=== Task item ===
Each line in the entries that has the word "below" has to be copied.

(Stored data entries)
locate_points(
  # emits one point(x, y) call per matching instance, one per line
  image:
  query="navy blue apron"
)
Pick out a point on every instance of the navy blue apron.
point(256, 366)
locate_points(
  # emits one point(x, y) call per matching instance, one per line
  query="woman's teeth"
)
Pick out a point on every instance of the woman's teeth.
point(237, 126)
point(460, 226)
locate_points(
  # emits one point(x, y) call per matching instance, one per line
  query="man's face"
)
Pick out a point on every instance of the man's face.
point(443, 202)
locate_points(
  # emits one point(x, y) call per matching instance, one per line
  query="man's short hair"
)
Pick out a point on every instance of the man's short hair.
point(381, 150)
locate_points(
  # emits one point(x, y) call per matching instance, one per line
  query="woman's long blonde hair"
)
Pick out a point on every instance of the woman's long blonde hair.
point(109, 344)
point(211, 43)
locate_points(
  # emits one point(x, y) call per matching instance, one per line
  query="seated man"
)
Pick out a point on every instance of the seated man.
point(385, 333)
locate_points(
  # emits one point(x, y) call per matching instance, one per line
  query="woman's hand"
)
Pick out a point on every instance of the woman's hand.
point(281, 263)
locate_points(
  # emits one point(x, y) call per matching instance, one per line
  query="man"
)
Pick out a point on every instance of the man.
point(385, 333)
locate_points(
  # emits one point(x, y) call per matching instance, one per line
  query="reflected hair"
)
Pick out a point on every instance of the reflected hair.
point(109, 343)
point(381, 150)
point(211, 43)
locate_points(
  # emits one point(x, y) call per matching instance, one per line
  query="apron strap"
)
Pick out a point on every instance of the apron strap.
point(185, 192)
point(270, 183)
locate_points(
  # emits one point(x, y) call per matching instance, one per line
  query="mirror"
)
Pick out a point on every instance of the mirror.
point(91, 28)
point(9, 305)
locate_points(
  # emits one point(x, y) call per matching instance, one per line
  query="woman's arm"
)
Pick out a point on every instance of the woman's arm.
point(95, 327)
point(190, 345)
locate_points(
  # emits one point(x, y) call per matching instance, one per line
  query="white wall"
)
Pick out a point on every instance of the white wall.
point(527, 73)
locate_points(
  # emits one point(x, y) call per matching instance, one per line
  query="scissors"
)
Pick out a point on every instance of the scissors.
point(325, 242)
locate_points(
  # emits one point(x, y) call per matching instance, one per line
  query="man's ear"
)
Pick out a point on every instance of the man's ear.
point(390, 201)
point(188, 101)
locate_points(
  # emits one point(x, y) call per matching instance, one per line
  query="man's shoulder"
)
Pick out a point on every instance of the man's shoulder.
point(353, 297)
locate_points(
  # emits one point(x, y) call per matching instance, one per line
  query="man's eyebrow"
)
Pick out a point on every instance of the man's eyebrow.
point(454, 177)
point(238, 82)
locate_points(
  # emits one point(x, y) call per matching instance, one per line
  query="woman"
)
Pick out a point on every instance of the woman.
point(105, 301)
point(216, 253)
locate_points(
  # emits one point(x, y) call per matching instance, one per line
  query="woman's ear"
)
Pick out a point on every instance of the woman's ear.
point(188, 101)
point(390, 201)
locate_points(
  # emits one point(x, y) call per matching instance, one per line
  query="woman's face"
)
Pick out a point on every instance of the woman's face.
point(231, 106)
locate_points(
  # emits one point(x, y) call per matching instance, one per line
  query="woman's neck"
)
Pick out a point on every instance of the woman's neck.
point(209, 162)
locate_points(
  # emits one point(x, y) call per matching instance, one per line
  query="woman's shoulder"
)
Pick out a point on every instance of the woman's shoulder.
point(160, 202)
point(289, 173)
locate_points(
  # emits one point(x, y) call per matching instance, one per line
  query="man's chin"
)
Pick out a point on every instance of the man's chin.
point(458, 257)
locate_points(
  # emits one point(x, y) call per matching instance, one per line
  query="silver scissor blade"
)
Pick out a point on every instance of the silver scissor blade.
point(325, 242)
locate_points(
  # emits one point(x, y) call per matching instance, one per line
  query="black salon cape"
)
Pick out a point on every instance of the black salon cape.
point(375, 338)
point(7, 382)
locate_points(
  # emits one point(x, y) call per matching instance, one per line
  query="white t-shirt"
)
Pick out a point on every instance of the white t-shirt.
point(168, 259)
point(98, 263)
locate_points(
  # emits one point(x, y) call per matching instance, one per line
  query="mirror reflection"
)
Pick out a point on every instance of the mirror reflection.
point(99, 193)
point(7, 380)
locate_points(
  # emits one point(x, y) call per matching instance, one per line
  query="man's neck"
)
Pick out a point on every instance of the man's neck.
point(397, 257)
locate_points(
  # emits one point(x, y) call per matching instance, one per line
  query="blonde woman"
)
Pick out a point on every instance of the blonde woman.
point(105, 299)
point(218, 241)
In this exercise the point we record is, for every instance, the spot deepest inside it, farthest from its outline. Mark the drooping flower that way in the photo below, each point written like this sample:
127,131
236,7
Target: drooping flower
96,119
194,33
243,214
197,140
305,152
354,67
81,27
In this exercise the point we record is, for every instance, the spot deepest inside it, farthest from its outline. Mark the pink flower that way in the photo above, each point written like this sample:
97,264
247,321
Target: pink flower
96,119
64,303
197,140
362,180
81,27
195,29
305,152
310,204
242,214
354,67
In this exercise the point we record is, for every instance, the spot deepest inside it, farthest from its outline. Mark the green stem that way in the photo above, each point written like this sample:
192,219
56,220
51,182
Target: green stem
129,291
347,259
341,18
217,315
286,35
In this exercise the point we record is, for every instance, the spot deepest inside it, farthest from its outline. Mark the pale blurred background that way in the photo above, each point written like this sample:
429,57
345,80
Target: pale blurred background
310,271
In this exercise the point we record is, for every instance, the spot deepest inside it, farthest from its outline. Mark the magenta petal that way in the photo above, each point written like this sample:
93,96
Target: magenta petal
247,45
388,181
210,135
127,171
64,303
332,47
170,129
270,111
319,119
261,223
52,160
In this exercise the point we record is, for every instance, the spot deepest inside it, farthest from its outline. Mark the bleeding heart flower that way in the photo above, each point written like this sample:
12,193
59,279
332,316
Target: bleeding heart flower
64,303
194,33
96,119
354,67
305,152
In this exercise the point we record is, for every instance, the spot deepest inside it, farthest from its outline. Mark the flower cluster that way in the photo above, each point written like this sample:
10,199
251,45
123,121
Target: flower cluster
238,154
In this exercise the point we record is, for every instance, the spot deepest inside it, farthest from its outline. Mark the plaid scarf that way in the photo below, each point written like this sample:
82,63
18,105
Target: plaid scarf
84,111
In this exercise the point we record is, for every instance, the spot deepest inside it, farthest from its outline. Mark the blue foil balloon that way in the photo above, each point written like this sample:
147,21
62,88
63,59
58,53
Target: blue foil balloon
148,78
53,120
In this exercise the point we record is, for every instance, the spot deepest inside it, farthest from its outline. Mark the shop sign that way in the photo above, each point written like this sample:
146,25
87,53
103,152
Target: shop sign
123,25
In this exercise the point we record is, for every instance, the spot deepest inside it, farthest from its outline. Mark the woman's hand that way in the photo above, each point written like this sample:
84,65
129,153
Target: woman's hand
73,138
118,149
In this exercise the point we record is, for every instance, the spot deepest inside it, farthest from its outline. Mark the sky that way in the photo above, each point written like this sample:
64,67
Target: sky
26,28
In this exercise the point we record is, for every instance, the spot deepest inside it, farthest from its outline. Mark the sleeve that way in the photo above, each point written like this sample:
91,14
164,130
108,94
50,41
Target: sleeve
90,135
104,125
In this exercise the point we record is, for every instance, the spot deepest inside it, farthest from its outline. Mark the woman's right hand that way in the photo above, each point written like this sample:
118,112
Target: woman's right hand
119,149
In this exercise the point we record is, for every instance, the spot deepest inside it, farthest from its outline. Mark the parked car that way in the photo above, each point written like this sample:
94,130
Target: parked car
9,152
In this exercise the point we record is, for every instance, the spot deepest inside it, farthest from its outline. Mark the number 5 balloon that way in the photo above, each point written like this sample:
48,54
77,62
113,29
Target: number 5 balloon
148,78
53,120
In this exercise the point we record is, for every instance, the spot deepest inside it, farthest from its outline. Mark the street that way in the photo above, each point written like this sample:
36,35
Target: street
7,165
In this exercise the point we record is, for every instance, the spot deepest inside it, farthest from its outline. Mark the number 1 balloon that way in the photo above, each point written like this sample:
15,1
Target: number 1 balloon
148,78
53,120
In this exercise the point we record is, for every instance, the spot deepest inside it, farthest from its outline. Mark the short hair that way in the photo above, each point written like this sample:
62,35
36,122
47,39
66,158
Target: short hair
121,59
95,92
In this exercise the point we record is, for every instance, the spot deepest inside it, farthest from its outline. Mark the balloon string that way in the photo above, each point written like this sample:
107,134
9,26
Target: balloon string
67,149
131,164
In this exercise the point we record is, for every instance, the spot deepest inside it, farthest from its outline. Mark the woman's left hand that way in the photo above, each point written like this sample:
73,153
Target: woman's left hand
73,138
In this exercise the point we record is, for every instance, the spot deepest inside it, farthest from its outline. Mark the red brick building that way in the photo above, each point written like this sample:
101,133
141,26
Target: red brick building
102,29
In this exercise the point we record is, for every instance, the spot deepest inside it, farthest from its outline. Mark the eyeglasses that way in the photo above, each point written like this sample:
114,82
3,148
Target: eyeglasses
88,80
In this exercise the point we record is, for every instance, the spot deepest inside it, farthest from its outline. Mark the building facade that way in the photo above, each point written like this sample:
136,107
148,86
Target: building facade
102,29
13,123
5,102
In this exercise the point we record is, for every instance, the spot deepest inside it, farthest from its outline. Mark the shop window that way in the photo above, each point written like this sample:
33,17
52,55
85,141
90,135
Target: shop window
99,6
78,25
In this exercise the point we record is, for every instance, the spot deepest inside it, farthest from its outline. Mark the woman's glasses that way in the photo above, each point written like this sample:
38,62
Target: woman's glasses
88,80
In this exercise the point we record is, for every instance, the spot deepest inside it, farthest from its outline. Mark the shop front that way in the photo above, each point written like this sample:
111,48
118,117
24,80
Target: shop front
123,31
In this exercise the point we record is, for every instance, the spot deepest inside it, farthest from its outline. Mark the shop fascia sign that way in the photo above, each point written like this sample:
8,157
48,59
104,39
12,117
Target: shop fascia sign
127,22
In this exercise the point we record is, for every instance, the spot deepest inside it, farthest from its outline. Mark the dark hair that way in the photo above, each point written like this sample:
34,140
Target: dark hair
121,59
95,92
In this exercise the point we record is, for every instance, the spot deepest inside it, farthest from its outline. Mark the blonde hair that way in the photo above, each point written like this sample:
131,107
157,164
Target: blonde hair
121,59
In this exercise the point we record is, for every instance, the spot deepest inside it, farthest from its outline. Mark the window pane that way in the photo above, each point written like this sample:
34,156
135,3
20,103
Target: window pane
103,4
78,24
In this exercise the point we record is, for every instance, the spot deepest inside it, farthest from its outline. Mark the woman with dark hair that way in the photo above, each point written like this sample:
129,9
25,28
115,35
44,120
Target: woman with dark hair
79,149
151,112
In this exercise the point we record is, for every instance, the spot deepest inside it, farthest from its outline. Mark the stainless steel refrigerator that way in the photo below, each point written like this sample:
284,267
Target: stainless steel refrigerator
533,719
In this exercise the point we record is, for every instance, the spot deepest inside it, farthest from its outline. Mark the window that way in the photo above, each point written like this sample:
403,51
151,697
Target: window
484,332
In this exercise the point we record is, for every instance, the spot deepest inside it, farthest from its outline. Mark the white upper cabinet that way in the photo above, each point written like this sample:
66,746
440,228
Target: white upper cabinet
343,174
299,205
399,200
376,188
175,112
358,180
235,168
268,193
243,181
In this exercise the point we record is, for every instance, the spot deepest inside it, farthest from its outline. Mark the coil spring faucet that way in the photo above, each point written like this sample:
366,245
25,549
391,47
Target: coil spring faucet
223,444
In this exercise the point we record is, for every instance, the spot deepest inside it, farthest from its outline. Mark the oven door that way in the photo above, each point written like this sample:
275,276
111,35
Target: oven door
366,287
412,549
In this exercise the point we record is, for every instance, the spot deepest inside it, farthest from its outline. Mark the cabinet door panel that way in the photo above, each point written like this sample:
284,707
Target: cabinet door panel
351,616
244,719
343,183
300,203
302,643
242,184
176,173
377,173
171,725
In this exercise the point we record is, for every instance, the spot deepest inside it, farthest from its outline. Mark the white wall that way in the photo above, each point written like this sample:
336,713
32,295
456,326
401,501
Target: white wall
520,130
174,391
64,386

=== Task result ===
In this exercise the point we record is, for every instance, the spot deepest inside it, farthest from its outline. Mark the drooping flower that way in the photo below, each point written like this sample:
In this exercise the point we record is, for every instance, the spot deepest inside it, farthest from its outline. Mark the plaid scarf that way in the photo below, each point written like this sample:
In this exercise the point we record is, for every instance, the spot deepest inside it, farthest from its outline. Mark the stainless steel refrigerator that way in the photo below, each point written like this sample:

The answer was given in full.